Supplied passage:
--*--

1

According to this, time complexity of search in a hashtable is O(1).

However if there is a collision, then obviously this should be O(1) + something.

My question is:

When you say

get(someKey) 

from a hashtable, the hashing function is applied to the someKey, and the data is directly retrieved from that location.

But imagine Seperate Chaining is used for collision resolution. And imagine someKey and someOtherKey have same output after our hashing function is applied on them. Say that it is the value "25".

So when I say

get(someKey)

I will get the data from location "25". Which makes it O(1). Great.

However when I say

get(someOtherKey) 

Now someOtherKey is linked to where someKey is.

When the hashing is applied on someOtherKey I get 25.

How do I get the value I reqiure? What are the internals? Is there some other table? How does the algorithm flow? Is there some other table for storing all the collisions?

Thank you. I hope my question is clear!

Koray Tugay
  • 22,894
  • 45
  • 188
  • 319
  • Here is a very good resource on this: http://www.youtube.com/watch?v=UPo-M8bzRrc&list=EC4BBB74C7D2A1049C&index=21 – Koray Tugay Mar 30 '13 at 18:43

1 Answers1

4

There are many different data structures possible for handling the collisions. Here's a good summary. http://en.wikipedia.org/wiki/Hash_table.

The hash function narrows the search down to a single bucket in the data structure. The bucket then contains another data structure for resolving collisions. It can be link to an array, where the keys are maintained in a sorted or unsorted order. The link might be to the first element in a linked list of keys, or to the root node of a b-tree. The important point is that the hashing function very quickly narrows down the scope of the search.

--*--

Dataset records:
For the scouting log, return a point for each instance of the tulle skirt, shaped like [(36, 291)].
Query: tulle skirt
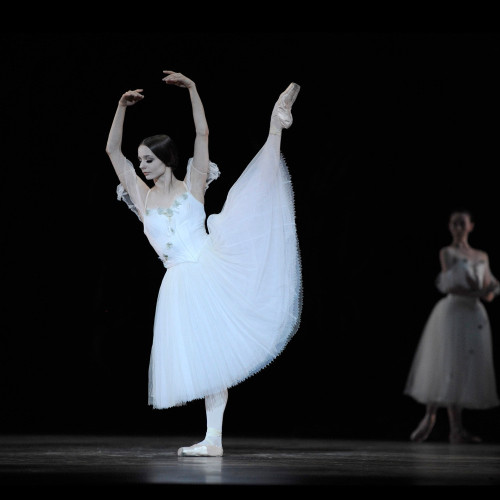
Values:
[(225, 317), (453, 363)]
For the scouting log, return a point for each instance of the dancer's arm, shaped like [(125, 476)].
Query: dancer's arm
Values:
[(199, 168), (470, 289), (123, 169)]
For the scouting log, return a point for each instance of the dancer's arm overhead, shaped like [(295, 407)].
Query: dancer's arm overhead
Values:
[(200, 164)]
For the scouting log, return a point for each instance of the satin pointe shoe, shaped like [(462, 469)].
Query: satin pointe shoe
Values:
[(282, 112), (200, 450), (463, 437)]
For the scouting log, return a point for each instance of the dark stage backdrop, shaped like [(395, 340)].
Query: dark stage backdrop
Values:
[(391, 131)]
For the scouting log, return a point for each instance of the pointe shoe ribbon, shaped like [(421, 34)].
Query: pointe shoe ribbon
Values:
[(200, 451)]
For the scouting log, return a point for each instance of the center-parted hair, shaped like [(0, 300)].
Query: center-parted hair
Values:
[(164, 148)]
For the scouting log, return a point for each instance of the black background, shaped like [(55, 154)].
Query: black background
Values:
[(391, 131)]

--*--

Repeat, word for word, the part of the hash table thread starting with "There are many" and going on through "of the search.".

There are many different data structures possible for handling the collisions. Here's a good summary. http://en.wikipedia.org/wiki/Hash_table.

The hash function narrows the search down to a single bucket in the data structure. The bucket then contains another data structure for resolving collisions. It can be link to an array, where the keys are maintained in a sorted or unsorted order. The link might be to the first element in a linked list of keys, or to the root node of a b-tree. The important point is that the hashing function very quickly narrows down the scope of the search.